* [TÂCHE DEMANDÉE A]: Pour chacune des affirmations suivantes, dites si elle concorde avec le passage sur les signes passeurs, en répondant par oui ou non et en citant textuellement les mots décisifs. (i) L'utilisation des signes passeurs demande une connaissance approfondie du territoire. (ii) Le nom de celui qui ajoute des signes passeurs figure dans le résultat final. (iii) Sur PP, c'est le pigiste qui ajoute les liens vers d'autres pages du territoire.
* [TÂCHE DEMANDÉE B]: Rédigez la suite du passage sur les signes passeurs, en reprenant après sa dernière phrase.

* [PASSAGE PRÉSENTÉ]:
┄┄┄┄┄┄┄┄┄┄┄┄┄┄┄┄┄┄┄┄
1.1.3. Tension des signes passeurs
Nous voyons ainsi que la création de signes passeurs
relève d'un mouvement de virtualisation, c'est-à-dire la mise en
virtualité de matrices de parcours attentionnels. Cependant, ces
mouvement de virtualisation que sont les signes passeurs révèlent
des tensions dans les pratiques professionnelles.
Pour être optimalement efficaces, l'utilisation des
signes passeurs nécessite une connaissance approfondie du territoire :
alors qu'ils réduisent les temporalités à néant
(pouvant faire appel à des points à distances temporelles
entièrement différentes dans le même mouvement), ils
doivent renvoyer de manière pertinente à un autre point du
territoire, en même temps qu'ils doivent être maximalement
présents. Il faut donc pour le scripteur avoir une connaissance
approfondie du reste du territoire, ce qui peut se trouver complexe dans des
organisations disloquées, ou employant des scripteurs ponctuels. Ce
temps de création de signes passeurs chez les scripteurs ponctuels peut
être relayé par un scripteur connaissant très bien le
territoire (par exemple le rédacteur en chef, ou un journaliste fixe de
longue date). Cependant, cette action prend du temps, un temps dont la valeur
se doit d'être envisagée, puisque rajoutant de l'action de travail
de secrétariat de rédaction à celui qui ajoute, sans que
son nom n'apparaisse dans le résultat final. Cet ajout d'action, en plus
de dissoudre la signature de l'ajoutant dans le texte du scripteur premier, est
une activité professionnelle à la valeur difficilement
quantifiable. Cette connaissance est également complexifiée par
la recherche de l'instantané dans l'innovation : trouver d'autres
points, construire des virtualités par signes passeurs nécessite
du temps, du renvoi, de la lecture, et peut venir en tension avec la recherche
de la rapidité. C'est une pratique, sur PP, effectuée par le
rédacteur en chef, qui viendra ajouter des liens vers d'autres pages du
territoire à la suite de l'écriture d'un pigiste.
┄┄┄┄┄┄┄┄┄┄┄┄┄┄┄┄┄┄┄┄
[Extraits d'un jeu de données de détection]
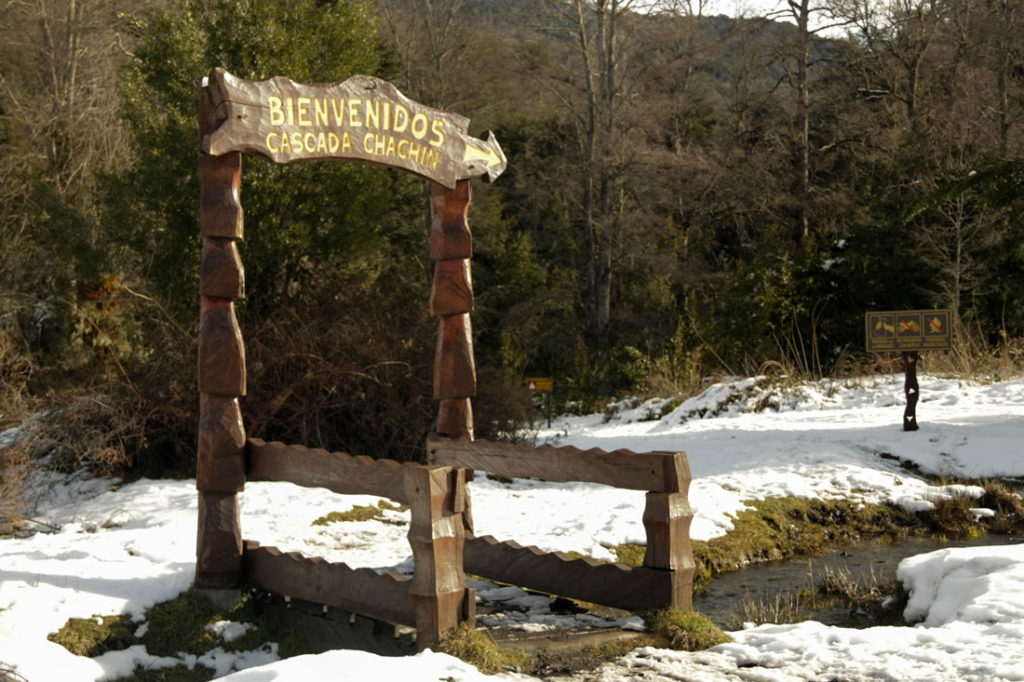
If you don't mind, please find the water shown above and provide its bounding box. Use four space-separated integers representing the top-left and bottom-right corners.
693 536 1024 630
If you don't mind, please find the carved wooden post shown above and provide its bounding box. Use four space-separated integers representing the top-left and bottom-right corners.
406 467 475 650
430 180 476 440
196 82 246 588
643 453 694 608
┄┄┄┄┄┄┄┄┄┄┄┄┄┄┄┄┄┄┄┄
* [RÉPONSE ATTENDUE A]:
(i) Oui : « l'utilisation des signes passeurs nécessite une connaissance approfondie du territoire ».
(ii) Non : « sans que son nom n'apparaisse dans le résultat final ».
(iii) Non : « effectuée par le rédacteur en chef, qui viendra ajouter des liens vers d'autres pages du territoire à la suite de l'écriture d'un pigiste ».

* [RÉPONSE ATTENDUE B]:
Les signes passeurs peuvent également être une
distraction à l'attention, un bruit dans le parcours. Pour exemple,
l'encart publicitaire se revêt d'un paradoxe : alors qu'il est source de
revenu monétaire, il peut être à l'origine d'une
échappée de l'attention, et donc provoquer une perte de gain
attentionnel, en détournant le parcours de lecture et en faisant quitter
le territoire du média, actualisant un parcours qui se détourne
de celui envisagé par le scripteur. On voit donc une tension se
développer dans le signe passeur publicitaire : il faut capter
l'attention dans le territoire pour livrer de l'audience publicitaire, mais en
même temps la publicité est un détournement virtuel de
l'attention. Le signe passeur en tant qu'il est trace d'usage peut
revêtir la même dynamique : le lecteur, soudainement
interpellé par une trace de passage, peut décider de quitter le
territoire pour rejoindre l'autre territoire que ce signe virtualise.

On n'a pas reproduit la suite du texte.